▶ [Problem]: Needed from the data below: every line from the one with "positive clicks: (578, 110)" up to and including the one with "negative clicks: (615, 336) (631, 336)", repeated exactly and with nothing else.

▶ [Data for analysis]:
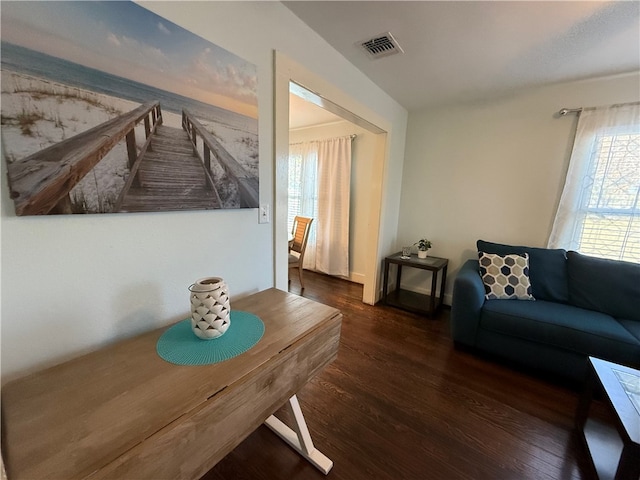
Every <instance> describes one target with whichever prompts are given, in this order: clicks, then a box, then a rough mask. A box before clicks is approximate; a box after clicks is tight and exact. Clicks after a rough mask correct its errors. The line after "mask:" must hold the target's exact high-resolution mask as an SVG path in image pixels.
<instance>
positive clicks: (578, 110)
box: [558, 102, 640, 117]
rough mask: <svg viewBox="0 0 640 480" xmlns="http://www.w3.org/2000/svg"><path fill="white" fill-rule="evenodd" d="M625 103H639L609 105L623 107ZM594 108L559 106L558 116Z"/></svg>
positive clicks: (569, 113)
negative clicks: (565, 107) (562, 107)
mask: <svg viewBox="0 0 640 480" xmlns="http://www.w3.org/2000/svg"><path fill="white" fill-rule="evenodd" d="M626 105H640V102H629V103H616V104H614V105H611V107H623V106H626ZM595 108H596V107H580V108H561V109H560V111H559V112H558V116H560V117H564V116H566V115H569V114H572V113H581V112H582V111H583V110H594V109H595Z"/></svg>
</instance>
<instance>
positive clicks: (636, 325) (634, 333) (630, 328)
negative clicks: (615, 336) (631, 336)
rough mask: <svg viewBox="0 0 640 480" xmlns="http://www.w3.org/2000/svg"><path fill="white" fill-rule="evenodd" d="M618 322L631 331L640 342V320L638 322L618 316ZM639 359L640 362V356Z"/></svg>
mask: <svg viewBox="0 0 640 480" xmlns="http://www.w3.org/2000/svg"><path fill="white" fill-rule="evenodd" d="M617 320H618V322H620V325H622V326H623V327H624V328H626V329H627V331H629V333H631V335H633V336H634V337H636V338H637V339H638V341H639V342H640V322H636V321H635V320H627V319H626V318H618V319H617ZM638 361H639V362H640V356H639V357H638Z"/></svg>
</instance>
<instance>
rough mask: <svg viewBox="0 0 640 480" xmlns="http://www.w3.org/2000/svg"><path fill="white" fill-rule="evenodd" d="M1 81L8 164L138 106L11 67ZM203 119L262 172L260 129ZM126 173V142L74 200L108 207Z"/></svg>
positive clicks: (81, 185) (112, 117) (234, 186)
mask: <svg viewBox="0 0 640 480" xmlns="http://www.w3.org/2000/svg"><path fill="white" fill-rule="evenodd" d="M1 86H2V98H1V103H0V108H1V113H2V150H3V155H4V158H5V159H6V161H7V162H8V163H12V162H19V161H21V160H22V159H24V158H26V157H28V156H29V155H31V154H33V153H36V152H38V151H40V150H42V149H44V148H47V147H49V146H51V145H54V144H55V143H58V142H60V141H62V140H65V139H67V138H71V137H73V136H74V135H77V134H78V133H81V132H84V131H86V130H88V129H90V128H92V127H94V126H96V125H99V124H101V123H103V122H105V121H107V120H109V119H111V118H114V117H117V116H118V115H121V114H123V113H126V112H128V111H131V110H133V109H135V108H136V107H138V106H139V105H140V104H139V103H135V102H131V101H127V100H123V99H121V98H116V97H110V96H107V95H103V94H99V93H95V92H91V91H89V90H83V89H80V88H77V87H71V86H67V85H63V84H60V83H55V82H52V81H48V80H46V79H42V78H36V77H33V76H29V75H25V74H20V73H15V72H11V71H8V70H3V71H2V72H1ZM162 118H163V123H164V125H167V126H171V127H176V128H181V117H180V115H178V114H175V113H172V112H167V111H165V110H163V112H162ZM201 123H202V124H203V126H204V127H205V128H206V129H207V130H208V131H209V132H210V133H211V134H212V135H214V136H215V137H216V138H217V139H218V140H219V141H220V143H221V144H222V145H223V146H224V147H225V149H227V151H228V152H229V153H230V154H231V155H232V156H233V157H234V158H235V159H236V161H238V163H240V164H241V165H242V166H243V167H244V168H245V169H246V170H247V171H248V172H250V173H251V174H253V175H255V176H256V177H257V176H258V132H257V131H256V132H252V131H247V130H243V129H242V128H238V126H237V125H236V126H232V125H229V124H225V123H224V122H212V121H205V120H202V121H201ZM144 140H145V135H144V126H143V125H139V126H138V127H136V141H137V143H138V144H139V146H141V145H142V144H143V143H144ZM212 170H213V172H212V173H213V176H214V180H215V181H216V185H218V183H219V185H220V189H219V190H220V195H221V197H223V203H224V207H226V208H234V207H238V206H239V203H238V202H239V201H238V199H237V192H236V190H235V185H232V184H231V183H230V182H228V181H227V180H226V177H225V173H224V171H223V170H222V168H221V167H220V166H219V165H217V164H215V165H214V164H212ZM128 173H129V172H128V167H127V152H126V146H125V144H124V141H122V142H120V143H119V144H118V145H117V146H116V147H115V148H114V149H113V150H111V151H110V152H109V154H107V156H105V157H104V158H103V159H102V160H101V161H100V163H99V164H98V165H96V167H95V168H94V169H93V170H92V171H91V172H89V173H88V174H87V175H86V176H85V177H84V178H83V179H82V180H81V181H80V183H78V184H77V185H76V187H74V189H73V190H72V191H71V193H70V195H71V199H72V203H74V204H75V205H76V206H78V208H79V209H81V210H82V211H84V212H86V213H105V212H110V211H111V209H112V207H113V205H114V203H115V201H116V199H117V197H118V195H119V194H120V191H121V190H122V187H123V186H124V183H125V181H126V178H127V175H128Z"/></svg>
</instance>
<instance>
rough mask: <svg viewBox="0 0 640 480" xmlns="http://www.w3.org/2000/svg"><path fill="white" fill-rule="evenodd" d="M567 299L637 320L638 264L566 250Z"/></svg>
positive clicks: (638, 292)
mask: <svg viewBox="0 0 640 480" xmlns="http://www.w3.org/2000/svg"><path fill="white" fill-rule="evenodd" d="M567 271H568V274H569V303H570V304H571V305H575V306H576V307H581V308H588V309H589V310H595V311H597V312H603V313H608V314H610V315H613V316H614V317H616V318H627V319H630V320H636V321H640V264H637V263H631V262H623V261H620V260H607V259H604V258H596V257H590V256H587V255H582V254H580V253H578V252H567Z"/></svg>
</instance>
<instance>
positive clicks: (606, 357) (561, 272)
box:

▶ [Response to this task]:
positive clicks: (578, 110)
box: [558, 102, 640, 117]
rough mask: <svg viewBox="0 0 640 480" xmlns="http://www.w3.org/2000/svg"><path fill="white" fill-rule="evenodd" d="M625 103H639L609 105L623 107ZM594 108L559 106L558 116Z"/></svg>
positive clicks: (569, 113)
negative clicks: (565, 107) (562, 107)
mask: <svg viewBox="0 0 640 480" xmlns="http://www.w3.org/2000/svg"><path fill="white" fill-rule="evenodd" d="M626 105H640V102H629V103H616V104H614V105H611V107H623V106H626ZM595 108H596V107H580V108H561V109H560V111H559V112H558V116H560V117H564V116H566V115H569V114H572V113H581V112H582V111H583V110H594V109H595Z"/></svg>
</instance>
<instance>
positive clicks: (636, 325) (634, 333) (630, 328)
negative clicks: (615, 336) (631, 336)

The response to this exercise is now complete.